Dataset rows on where objects appear:
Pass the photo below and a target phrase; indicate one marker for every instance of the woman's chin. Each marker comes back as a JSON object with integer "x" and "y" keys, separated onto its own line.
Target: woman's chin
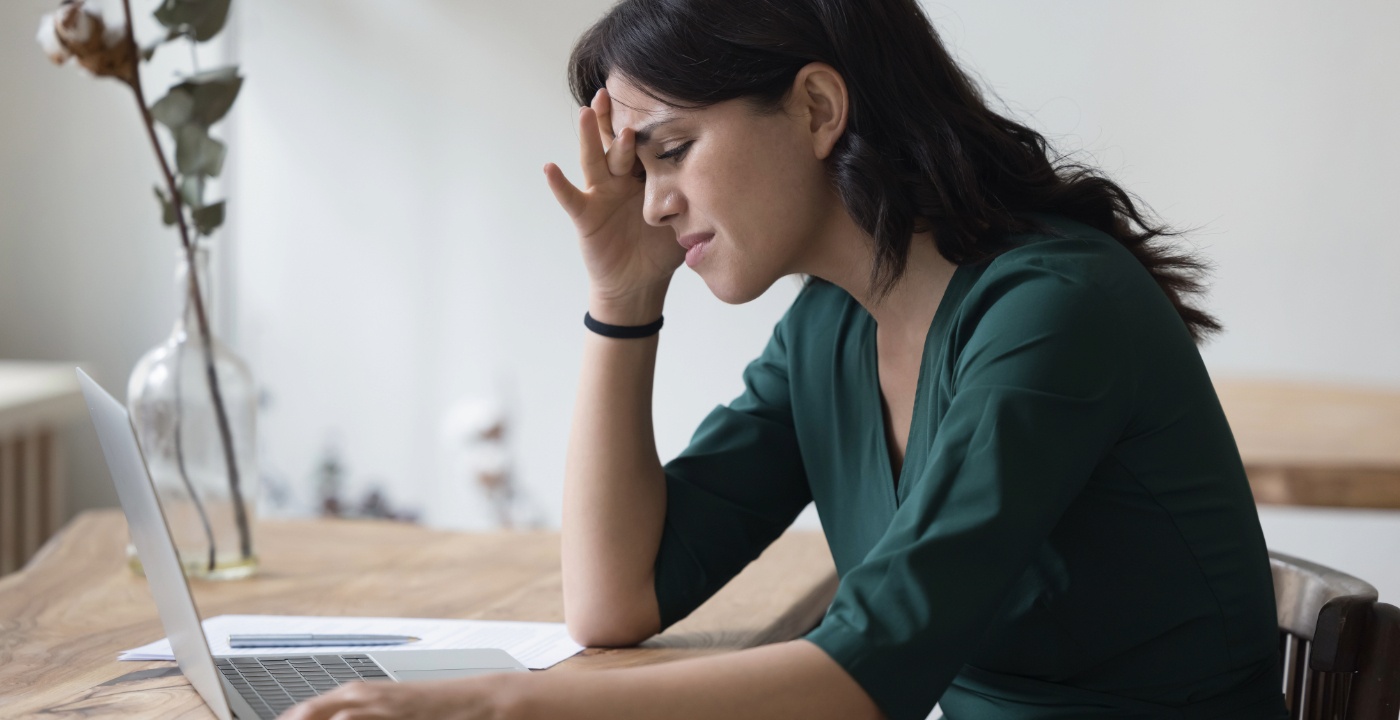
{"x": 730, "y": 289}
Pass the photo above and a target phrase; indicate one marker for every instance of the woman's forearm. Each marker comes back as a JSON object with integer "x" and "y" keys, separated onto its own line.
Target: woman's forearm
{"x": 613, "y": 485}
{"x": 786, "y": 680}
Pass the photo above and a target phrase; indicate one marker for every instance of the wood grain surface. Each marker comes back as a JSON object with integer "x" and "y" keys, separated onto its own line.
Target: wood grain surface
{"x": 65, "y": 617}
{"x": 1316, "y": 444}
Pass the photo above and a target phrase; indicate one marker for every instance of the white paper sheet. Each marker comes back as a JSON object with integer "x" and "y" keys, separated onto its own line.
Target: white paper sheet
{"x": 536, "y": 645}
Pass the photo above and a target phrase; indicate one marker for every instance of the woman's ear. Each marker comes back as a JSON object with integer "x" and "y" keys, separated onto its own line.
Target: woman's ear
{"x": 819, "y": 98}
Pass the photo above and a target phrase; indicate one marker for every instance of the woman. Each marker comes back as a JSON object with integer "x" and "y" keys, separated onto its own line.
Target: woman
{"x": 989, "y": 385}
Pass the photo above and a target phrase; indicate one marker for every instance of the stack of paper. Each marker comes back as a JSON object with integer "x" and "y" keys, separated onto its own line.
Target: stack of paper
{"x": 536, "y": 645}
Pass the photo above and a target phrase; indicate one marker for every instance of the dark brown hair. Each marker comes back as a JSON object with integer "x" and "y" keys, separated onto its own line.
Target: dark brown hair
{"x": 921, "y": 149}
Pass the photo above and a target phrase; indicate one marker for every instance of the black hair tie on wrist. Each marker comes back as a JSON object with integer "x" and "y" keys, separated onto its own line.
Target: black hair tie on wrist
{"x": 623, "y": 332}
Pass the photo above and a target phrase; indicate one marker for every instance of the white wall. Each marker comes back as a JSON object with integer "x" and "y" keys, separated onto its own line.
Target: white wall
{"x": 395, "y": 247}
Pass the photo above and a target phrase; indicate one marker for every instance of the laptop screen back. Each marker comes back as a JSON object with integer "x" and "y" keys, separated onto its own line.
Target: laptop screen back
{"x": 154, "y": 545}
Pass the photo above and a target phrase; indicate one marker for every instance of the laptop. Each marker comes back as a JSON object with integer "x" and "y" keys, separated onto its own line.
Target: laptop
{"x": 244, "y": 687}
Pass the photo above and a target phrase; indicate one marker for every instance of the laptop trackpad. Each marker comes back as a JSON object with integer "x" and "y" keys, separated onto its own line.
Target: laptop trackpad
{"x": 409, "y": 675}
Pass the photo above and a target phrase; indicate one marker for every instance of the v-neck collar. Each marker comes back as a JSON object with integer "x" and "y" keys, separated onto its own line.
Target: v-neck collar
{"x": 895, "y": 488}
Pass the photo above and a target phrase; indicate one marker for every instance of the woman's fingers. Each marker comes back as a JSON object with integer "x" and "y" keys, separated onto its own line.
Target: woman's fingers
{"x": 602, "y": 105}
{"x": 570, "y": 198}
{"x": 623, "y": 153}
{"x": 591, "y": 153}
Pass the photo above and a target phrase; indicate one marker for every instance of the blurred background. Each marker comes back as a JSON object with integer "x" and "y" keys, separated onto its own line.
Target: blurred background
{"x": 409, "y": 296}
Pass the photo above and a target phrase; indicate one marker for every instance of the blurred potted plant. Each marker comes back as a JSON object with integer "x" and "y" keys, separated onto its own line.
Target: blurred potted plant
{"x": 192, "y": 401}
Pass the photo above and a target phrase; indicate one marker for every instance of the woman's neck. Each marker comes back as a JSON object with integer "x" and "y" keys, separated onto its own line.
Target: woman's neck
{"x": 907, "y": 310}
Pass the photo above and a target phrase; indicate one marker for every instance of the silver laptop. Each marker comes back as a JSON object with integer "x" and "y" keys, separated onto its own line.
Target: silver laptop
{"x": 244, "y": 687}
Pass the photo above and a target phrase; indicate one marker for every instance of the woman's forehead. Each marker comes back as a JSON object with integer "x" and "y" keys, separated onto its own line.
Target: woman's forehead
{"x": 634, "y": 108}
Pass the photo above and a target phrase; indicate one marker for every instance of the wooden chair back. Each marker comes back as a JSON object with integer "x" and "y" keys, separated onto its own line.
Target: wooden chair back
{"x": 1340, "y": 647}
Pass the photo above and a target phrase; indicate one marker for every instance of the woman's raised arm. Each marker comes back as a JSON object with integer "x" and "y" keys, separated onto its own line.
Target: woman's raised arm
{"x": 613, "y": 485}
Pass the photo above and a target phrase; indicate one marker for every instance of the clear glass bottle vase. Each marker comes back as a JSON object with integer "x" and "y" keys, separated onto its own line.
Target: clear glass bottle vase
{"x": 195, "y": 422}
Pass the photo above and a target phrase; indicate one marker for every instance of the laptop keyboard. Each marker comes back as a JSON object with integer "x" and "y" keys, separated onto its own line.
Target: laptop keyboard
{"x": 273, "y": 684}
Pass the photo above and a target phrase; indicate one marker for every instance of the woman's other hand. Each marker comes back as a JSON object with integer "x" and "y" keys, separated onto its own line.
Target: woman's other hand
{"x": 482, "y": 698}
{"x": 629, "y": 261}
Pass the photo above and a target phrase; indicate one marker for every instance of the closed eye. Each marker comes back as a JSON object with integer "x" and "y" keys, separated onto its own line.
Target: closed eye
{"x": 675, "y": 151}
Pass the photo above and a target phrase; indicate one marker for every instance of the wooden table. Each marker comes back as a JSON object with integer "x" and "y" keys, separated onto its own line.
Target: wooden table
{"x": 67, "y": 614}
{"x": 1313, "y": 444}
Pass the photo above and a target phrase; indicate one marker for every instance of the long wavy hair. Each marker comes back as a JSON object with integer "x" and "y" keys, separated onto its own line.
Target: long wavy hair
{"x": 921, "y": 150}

■ **EXERCISE DESCRIPTION**:
All of the data needs repeating exactly, but the pictures do not.

■ **EXERCISE OUTPUT**:
Pass the photo below and a target phrase; indicate one marker for every instance of the woman's chin. Each marker comes back as a JSON object with integer "x" and "y" keys, separated onto its own line.
Target: woman's chin
{"x": 730, "y": 289}
Pass the photo above and a target phrase; indicate one marker for every instance of the woman's forearm. Each marker comes back as a JSON object with integer "x" and "y" keys, separated onto its own line.
Target: woman's forearm
{"x": 613, "y": 485}
{"x": 786, "y": 680}
Pass the photo above and a target phrase; indicate one marker for every instance of the wood grain surface. Each marker comes back as a JSON object with integer "x" and "y" keys, separated onto its own line.
Target: wood grain surface
{"x": 65, "y": 617}
{"x": 1316, "y": 444}
Pass the photo above and a target phrase; indicate one marker for every instance of the white paper sheet. Each marker comes back as a JSON object with integer "x" and "y" keys, separated onto its own line.
Target: white paper sheet
{"x": 536, "y": 645}
Pass the photo above and a target phrase; indicate one marker for every instance of the woman's ear. Each marker comes back as a JSON object with integer "x" and "y" keys, separated onto its own line.
Target: woman's ear
{"x": 819, "y": 98}
Pass the photo above and a target phrase; indicate one marker for every instance of the woman. Each marker comes back as a JSON object with integer "x" and "y" keys, separated onto its own line.
Target: woman
{"x": 989, "y": 385}
Pass the photo above and a target phrase; indicate one marker for every instance of the stack of paper. Each marker comes back as a JSON object with integer "x" and "y" keys, separated onto its own line.
Target: stack of paper
{"x": 536, "y": 645}
Pass the photo above and a target phrase; indicate one marker for every instance of the dark brown hair. Each marker comes back as a JSON object with integer "x" and "y" keys, separated onto its own line.
Target: dark brown hair
{"x": 921, "y": 149}
Pass the photo above and a target phrase; indicate one marker for every instance of the black hair tie on wrist. Each marker comes back as a JSON object with integer "x" and "y" keys, separated onto its own line.
Target: black hair tie on wrist
{"x": 623, "y": 332}
Pass the photo above and a target phrase; indicate one marker for every instance of the white wall. Each marker comes back as a JSON object with integer "x" and "y" keys, separated onto its own line.
Target: white wall
{"x": 395, "y": 247}
Pass the photo above and a target phrase; indicate one marker for every instance of the laptop screen back. Each marker comes back as a JSON object with integer "x" and "y" keys, separated onto its own line.
Target: laptop screen back
{"x": 154, "y": 545}
Pass the photo above and a target phrase; indicate one marker for every instance of the laptop. Each marker comes back as a JSON object with integer "x" and "y" keys, separated onto its own line.
Target: laptop
{"x": 244, "y": 687}
Pass the photo above and a target phrase; indicate one marker for every instance of the laptop trackpad. Each marker comes back as a JSON object with integer "x" and "y" keys, separated onto its own line.
Target: laptop trackpad
{"x": 409, "y": 675}
Pass the photo above and a target phrase; indicate one marker for every instance of the v-neck collar. Each marker comes back as a JSON object with integer "x" and "y" keys, separated onto its own line.
Target: v-neck collar
{"x": 895, "y": 488}
Pass the photo above and a target phrase; indicate one marker for every instance of the woman's fingers. Each marker comes back as a JSON object with integer "x" and "y" keys, separated onto its own line.
Target: woman's fingers
{"x": 602, "y": 105}
{"x": 570, "y": 198}
{"x": 623, "y": 153}
{"x": 591, "y": 153}
Pass the photo above and a target phrase; indicate one marker for every instance of the blurred background. Each marker comes back as a JSON object with integer "x" and "y" keys, separated onto its own line.
Target: blurred background
{"x": 409, "y": 296}
Pass the photo above and a target phrase; indicate one marker for every instance of the blurred potted plant. Each marker comes back as a JSON object with integer "x" and "y" keys, separated onto its own line.
Target: blurred potted plant
{"x": 192, "y": 401}
Pass the photo above and a target phrase; indicate one marker for every instance of the woman's neck. Each marker comes back as a JSON object with integer "x" and "y" keys, separated onto its own line.
Target: woman's neck
{"x": 907, "y": 310}
Pass the photo above and a target phrase; indicate one marker for every instance of the silver laptop. Each marker comes back as a JSON object with integer "x" and "y" keys, separated onto its own line.
Target: silver laptop
{"x": 244, "y": 687}
Pass the photo above and a target phrase; indicate one marker for every instance of the woman's forehead. Each marker comes back as a JSON object with integer "x" and "y" keys, separated onto its own line.
Target: woman's forehead
{"x": 634, "y": 108}
Pass the photo above and a target phrase; indicate one marker for every instance of the wooden chair back. Each marker comes back as a JSON object with integer "x" and "y" keys, separated onto its own line.
Target: wooden chair back
{"x": 1340, "y": 647}
Pass the photo above and a target phrase; indicate one marker for every instance of the woman's raised arm. Each marker comes back as a JSON object with integer "x" and "y" keys, separated onto its own line.
Target: woman's raised arm
{"x": 613, "y": 485}
Pass the photo above and a target phrase; indicate one marker for every instance of the clear glass bottle vase. Each marker comes back as a JSON object with integer "x" and "y" keys, separated onto its own line.
Target: clear glass bottle vase
{"x": 195, "y": 422}
Pass the photo above and a target phrase; indicate one marker for every instance of the laptop keyboard. Each marker comes back as a JSON object with integer "x" and "y" keys, separated onto its own line.
Target: laptop keyboard
{"x": 273, "y": 684}
Pass the photo above and a target phrase; indicate one marker for every instance of the woman's other hand. Each marker comes back as a JSON object with integer "x" and "y" keys, separated onto its own line.
Target: woman's other hand
{"x": 482, "y": 698}
{"x": 629, "y": 261}
Pass the photo above and a target phrase; indicate one marker for every instance of the closed eye. Each marker comes back as a JSON object with integer "x" and "y" keys, separated onto its own line.
Target: closed eye
{"x": 675, "y": 151}
Pass the photo above and a target phrase; indicate one marker for every instance of the wooden table. Each marker comes back as a JSON object with integer "x" and "y" keys, separated onto its own line.
Target: wooden table
{"x": 67, "y": 614}
{"x": 1313, "y": 444}
Pass the photo above and a target phrase; indicate one marker for every instance of the long wavy hair. Each marker comes back as a JSON object with integer "x" and "y" keys, separated onto its own line.
Target: long wavy hair
{"x": 921, "y": 150}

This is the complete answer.